Records of labeled points:
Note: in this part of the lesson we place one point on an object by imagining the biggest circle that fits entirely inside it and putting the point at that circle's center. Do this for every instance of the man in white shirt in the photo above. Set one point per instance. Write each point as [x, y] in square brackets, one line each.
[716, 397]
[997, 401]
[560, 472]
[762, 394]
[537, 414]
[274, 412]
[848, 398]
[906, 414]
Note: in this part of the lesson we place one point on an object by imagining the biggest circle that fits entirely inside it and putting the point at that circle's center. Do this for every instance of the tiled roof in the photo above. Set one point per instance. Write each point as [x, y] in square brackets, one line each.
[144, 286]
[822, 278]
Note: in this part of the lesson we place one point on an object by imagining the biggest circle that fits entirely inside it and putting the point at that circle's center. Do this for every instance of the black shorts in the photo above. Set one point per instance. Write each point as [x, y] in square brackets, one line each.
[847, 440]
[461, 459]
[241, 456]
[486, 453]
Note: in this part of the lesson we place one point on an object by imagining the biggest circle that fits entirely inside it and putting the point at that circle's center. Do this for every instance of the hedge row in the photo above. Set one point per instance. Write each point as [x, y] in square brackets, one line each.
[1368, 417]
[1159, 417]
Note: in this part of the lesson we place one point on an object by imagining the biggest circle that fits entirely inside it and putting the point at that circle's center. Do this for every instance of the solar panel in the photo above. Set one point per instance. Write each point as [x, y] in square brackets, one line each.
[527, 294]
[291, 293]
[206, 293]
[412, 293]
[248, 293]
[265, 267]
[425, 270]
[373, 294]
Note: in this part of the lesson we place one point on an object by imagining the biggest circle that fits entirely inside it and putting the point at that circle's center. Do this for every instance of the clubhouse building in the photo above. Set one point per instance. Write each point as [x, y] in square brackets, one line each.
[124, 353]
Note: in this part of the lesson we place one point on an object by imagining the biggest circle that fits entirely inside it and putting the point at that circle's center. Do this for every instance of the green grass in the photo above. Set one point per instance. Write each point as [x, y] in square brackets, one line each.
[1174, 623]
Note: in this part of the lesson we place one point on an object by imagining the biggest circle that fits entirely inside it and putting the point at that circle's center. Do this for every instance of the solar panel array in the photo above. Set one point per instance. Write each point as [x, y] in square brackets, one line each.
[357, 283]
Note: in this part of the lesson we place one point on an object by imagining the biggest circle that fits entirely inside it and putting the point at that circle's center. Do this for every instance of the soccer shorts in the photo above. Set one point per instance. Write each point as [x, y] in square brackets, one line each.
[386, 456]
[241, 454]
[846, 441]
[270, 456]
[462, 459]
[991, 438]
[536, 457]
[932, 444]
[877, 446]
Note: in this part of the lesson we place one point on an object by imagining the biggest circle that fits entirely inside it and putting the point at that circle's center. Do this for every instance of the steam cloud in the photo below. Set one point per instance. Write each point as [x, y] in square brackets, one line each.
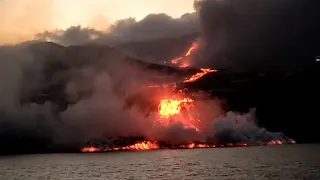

▶ Aim of the exercise: Please arrange all of the records above as a numbered list, leaving out any blank lines and the pictures.

▶ Output for this exercise:
1. Note: in this part of the lesson we place one point on an object by imagining the biggest circle that fits entirely inside it and putting the point at that circle's center. Do this for every instance of the man in white shirt in the photo above. Set one point per instance. Write each point as [x, y] in square brackets, one line each.
2. [716, 397]
3. [997, 401]
4. [560, 472]
5. [762, 394]
6. [537, 414]
7. [274, 412]
8. [848, 398]
9. [906, 414]
10. Note: in this part of the lesson we place one point on an object by imagining the biggest circle that fits entirely inside it and putting the point at that circle's center. Do this for every instance of the tiled roof in the photo above. Set one point per instance. Write each point as [x, y] in square brackets, one line each.
11. [144, 286]
12. [822, 278]
13. Note: in this part of the lesson we place one point on an object by imagining the biggest circle that fits entirely inside it and putting the point at that circle's center. Do this for every instance of the black shorts in the photo above. Set one point per instance. Write each point as [x, y] in square brackets, one line each.
14. [847, 440]
15. [461, 459]
16. [241, 456]
17. [486, 453]
18. Note: in this part of the lesson we place one point on an object by imagining the biggest circle that fits entirely inside it and putting the point at that circle's center. Do this for every instance of the hedge row in the photo above. Set one point per instance. Write each point as [x, y] in square brackets, one line each.
19. [1368, 417]
20. [1159, 417]
21. Note: in this part of the lesson we place one point on an object by imagining the biggest circle that fits entirely inside it and putting the point at that circle's center. Do this for every instance of the solar panel in the photo above. Set one point per instance. Write each point as [x, y] in square brackets, one line each.
22. [527, 294]
23. [291, 293]
24. [206, 293]
25. [412, 293]
26. [248, 293]
27. [265, 267]
28. [425, 270]
29. [373, 294]
30. Note: in this part of the lesson we place one point on an object by imagining the biggest circle that fits entirely inside it and putting the point at that circle's center. Do this for every instance of the clubhouse building in the photo above. Set one point per instance. Write each point as [x, y] in square brackets, one line each.
31. [124, 353]
32. Note: in this part of the lesson we place one point on an object by imagining the biggest circle that fits entirely inside it and putting the point at that circle's center. Do this for every instance of the green grass in the photo above. Set one point per instance. Write each point as [x, y] in square brackets, one line each.
33. [1174, 623]
34. Note: in this part of the lesson we place one point on an object by imagining the biggest circle that fits entirely inside it and putting the point at that circle's center. Do this for every instance of the solar panel array in the photo above. Set one point per instance. Write each point as [x, y] in square brackets, one line each.
35. [357, 283]
36. Note: in this part of the lesson we place one point on an object by imagining the biggest circle that fits entirely inside it and putting the point at that circle's center. Do this for every instance of the soccer shorts in the photo above. Set one point per instance. Write each point as [x, y] in square brackets, one line each.
37. [386, 456]
38. [241, 454]
39. [846, 441]
40. [270, 456]
41. [462, 459]
42. [991, 438]
43. [536, 457]
44. [932, 444]
45. [877, 446]
46. Note: in this part of the lesson we place one point on an object by imagining the biggest circle that fits entirely inside it and putting the point at that circle's center. Do this for every instance of the steam cloud in the photo below. Set one point per instance. Write each point as [x, y] in square brackets, one line each.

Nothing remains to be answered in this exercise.